Your goal >> Could you write out every line of the listing again, starting with the line containing "the dry grass;" and going on through the end of the listing, offsetting each coordinate by -127 and leaving all other wording unchanged?

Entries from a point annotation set
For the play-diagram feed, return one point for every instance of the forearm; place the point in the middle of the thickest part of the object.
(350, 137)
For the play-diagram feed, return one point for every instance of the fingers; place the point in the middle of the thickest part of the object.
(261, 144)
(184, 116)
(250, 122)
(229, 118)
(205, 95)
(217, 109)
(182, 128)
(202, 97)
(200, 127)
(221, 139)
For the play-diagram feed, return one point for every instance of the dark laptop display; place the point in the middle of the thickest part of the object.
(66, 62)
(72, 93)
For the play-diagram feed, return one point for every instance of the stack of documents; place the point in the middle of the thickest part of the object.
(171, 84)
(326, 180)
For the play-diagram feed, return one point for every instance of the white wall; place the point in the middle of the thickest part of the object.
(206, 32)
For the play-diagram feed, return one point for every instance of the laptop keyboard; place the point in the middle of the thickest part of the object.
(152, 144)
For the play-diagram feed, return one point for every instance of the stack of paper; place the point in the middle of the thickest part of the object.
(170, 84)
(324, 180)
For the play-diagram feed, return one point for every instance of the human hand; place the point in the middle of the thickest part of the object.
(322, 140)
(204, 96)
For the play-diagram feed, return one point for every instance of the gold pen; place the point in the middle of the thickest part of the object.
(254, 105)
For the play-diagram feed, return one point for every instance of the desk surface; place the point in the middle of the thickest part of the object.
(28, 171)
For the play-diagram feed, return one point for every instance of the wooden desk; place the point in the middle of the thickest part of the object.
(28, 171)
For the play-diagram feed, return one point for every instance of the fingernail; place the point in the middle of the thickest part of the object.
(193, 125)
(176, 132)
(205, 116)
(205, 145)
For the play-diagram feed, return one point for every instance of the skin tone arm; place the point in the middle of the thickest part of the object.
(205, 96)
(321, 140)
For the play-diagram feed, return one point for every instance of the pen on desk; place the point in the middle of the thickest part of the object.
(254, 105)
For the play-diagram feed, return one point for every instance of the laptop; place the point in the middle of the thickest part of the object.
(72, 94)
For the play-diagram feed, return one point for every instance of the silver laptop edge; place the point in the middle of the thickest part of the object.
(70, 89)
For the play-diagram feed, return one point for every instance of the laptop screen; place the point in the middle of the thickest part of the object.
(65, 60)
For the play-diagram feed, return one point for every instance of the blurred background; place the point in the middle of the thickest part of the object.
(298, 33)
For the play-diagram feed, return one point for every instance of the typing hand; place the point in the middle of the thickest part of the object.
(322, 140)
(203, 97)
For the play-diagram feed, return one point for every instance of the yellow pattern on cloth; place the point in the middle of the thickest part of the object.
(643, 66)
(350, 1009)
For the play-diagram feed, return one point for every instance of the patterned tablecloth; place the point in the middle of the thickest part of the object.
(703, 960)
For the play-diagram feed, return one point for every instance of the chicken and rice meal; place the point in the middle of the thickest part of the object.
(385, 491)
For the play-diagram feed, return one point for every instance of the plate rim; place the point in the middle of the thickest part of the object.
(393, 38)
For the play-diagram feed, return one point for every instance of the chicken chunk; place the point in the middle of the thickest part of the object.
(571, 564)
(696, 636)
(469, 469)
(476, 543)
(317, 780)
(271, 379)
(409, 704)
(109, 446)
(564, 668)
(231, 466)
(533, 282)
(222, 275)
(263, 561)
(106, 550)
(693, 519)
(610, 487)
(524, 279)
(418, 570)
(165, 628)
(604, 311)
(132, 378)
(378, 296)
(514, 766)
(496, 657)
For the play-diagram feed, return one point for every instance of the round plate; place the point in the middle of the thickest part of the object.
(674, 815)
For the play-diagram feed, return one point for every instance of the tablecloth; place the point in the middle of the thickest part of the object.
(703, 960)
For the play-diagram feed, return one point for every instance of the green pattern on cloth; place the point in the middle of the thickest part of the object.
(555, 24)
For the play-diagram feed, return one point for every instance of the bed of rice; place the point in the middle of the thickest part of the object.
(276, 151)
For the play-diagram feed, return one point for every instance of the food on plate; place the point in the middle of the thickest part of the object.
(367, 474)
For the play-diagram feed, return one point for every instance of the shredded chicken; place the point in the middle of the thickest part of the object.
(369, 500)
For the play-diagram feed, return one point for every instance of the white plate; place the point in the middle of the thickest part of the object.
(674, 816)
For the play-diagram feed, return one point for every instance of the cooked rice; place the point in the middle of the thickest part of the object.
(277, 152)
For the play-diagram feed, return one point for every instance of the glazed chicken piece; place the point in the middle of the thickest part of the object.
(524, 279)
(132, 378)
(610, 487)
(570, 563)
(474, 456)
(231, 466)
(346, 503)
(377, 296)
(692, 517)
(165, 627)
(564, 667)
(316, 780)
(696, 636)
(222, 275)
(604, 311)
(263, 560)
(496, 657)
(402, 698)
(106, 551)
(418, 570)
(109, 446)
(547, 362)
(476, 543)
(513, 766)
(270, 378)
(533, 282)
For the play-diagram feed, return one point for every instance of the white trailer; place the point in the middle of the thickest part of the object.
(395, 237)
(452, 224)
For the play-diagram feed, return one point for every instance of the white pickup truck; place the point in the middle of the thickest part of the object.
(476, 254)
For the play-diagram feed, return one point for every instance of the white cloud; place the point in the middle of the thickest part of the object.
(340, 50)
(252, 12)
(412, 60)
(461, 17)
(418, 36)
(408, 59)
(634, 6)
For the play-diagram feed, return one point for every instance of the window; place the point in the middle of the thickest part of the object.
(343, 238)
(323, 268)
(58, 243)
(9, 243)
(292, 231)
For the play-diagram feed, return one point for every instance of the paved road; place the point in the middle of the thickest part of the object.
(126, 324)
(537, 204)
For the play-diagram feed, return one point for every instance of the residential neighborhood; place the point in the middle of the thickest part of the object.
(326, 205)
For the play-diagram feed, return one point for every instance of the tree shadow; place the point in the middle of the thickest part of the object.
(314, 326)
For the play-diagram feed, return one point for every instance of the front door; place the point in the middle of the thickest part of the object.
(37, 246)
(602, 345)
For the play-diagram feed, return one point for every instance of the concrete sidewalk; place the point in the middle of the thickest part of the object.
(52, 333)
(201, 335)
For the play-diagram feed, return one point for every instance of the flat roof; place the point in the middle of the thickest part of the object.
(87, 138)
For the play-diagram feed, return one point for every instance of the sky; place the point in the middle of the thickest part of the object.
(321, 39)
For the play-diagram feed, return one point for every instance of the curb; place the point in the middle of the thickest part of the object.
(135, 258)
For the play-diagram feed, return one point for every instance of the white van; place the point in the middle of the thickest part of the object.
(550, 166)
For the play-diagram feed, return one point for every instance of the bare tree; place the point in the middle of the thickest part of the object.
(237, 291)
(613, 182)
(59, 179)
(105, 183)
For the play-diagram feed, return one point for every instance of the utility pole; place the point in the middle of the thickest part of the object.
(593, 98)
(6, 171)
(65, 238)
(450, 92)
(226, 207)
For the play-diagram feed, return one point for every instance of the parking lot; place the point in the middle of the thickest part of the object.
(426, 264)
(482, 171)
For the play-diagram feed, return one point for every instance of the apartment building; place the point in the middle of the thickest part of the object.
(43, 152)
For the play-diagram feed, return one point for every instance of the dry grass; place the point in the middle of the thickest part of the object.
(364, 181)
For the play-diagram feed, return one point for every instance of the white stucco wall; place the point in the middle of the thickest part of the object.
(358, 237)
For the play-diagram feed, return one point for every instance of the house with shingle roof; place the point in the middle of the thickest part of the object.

Answer to this problem >>
For the play-diagram feed, return one point for every instance of the dry grass; place the point in the middle of the thickest part of the object.
(237, 54)
For the play-diagram feed, return one point for every instance of the white stucco wall; place the point in the middle of the thickest part of the object.
(231, 110)
For the play-diagram feed, return one point for every instance of the house with shingle roof; place the point in the middle of the thickest part of the object.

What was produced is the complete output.